--- START OF Extracted data ---
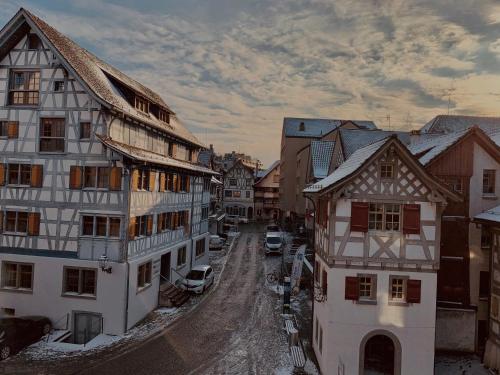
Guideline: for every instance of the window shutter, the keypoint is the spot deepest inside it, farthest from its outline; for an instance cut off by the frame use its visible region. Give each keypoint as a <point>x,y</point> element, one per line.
<point>411,219</point>
<point>2,174</point>
<point>36,175</point>
<point>33,223</point>
<point>135,179</point>
<point>115,181</point>
<point>413,288</point>
<point>75,177</point>
<point>13,129</point>
<point>149,225</point>
<point>162,182</point>
<point>359,216</point>
<point>351,288</point>
<point>152,180</point>
<point>131,228</point>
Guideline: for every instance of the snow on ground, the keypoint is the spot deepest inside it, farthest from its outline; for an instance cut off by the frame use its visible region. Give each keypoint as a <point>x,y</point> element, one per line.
<point>154,323</point>
<point>459,365</point>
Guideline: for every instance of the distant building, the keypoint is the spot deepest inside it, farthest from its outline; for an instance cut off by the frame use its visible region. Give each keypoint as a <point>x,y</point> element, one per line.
<point>296,136</point>
<point>266,192</point>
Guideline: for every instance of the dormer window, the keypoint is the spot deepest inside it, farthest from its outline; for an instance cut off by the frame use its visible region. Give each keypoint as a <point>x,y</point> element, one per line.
<point>164,116</point>
<point>141,104</point>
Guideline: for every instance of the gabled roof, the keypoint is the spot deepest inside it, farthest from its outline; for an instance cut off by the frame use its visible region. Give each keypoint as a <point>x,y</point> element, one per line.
<point>316,128</point>
<point>321,156</point>
<point>432,147</point>
<point>365,155</point>
<point>453,123</point>
<point>139,154</point>
<point>96,75</point>
<point>353,139</point>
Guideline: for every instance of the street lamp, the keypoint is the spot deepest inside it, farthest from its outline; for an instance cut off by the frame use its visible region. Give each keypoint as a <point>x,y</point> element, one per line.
<point>103,264</point>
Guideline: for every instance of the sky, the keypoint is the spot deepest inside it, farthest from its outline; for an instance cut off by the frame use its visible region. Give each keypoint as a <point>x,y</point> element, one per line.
<point>232,69</point>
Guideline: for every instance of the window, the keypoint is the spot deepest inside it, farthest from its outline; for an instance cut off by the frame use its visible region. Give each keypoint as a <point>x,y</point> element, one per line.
<point>85,130</point>
<point>24,88</point>
<point>17,276</point>
<point>52,133</point>
<point>59,86</point>
<point>79,281</point>
<point>485,238</point>
<point>386,170</point>
<point>144,275</point>
<point>19,174</point>
<point>488,181</point>
<point>181,256</point>
<point>384,216</point>
<point>141,104</point>
<point>101,226</point>
<point>200,247</point>
<point>16,222</point>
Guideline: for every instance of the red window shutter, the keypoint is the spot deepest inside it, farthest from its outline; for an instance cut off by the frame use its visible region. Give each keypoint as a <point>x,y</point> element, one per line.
<point>351,288</point>
<point>411,219</point>
<point>359,216</point>
<point>413,288</point>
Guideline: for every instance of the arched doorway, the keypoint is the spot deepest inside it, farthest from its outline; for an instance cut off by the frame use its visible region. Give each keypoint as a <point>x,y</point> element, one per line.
<point>380,354</point>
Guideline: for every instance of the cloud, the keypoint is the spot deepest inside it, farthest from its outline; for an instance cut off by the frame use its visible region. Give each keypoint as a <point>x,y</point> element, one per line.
<point>233,70</point>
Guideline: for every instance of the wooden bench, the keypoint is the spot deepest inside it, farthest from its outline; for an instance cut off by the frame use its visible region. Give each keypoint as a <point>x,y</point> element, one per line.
<point>298,358</point>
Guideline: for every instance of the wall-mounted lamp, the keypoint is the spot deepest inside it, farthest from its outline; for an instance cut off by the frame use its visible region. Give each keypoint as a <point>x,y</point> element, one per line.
<point>103,264</point>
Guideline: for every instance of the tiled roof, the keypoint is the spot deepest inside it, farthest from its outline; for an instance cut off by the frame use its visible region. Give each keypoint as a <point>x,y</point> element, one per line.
<point>492,214</point>
<point>139,154</point>
<point>347,168</point>
<point>453,123</point>
<point>321,156</point>
<point>316,128</point>
<point>98,76</point>
<point>354,139</point>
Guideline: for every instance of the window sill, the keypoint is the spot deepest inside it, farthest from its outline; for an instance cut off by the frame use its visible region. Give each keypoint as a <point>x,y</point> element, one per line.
<point>143,288</point>
<point>80,296</point>
<point>16,290</point>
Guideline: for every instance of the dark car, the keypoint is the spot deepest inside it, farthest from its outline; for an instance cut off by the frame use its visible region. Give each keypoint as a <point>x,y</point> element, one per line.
<point>19,332</point>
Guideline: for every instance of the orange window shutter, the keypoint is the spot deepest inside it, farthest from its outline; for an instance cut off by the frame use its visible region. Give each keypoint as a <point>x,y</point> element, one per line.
<point>75,177</point>
<point>115,179</point>
<point>135,179</point>
<point>13,129</point>
<point>152,180</point>
<point>131,228</point>
<point>33,223</point>
<point>36,175</point>
<point>2,174</point>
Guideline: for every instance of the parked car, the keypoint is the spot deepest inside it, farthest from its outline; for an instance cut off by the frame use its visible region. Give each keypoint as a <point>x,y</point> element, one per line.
--- END OF Extracted data ---
__Given request__
Render the entries between the lines holding "Guideline: for every instance of the gabled" and "<point>380,354</point>", inclusive, as a two-column CSV with the header columns "instruction" and "keypoints". Each entry takes one row, with its text and its answer each in a single quoted field and line breaks replaced by spaces.

__Response__
instruction,keypoints
"Guideline: for every instance of the gabled roof, the keypoint is the spot deepest inside it, farthest from its outline; for an instance cut off by the frame use its visible region. Give each keypoint as a <point>x,y</point> element, one per line.","<point>316,128</point> <point>321,156</point> <point>432,147</point> <point>365,155</point> <point>453,123</point> <point>139,154</point> <point>96,75</point> <point>353,139</point>"
"Guideline: for every instance of the street lamp, the keypoint is the spot deepest inside it, farthest from its outline; for an instance cut off by the frame use its visible region. Give each keypoint as a <point>x,y</point> element, one per line.","<point>103,264</point>"
"Guideline: for every instance of the sky, the keypoint is the spot deepest inside it, farthest from its outline; for an instance cut off by the frame use its visible region. Give each keypoint as a <point>x,y</point> element, one per line.","<point>232,69</point>"
"Guideline: for every instance of the window, the keypoint is the spot deepest inside it, farthest from its outline; for an instance cut off by the frame use its visible region. Give each keypoint as a <point>x,y</point> element, one per line.","<point>85,130</point> <point>24,88</point> <point>17,276</point> <point>52,133</point> <point>59,86</point> <point>79,281</point> <point>485,238</point> <point>386,170</point> <point>144,275</point> <point>19,174</point> <point>488,181</point> <point>181,256</point> <point>384,216</point> <point>141,104</point> <point>101,226</point> <point>200,247</point> <point>16,222</point>"
"Guideline: for every instance of the red window shutter, the keypoint is the spot deepest inside it, farthest from its outline; for an instance cut off by the frame use its visible region. Give each keypoint as a <point>x,y</point> element, one per line.","<point>351,288</point> <point>411,219</point> <point>359,216</point> <point>413,288</point>"
"Guideline: for every instance of the arched doorway, the keypoint is the spot deepest inside it, farthest from its outline; for an instance cut off by the frame use its visible region. Give each keypoint as a <point>x,y</point> element, one per line.","<point>380,354</point>"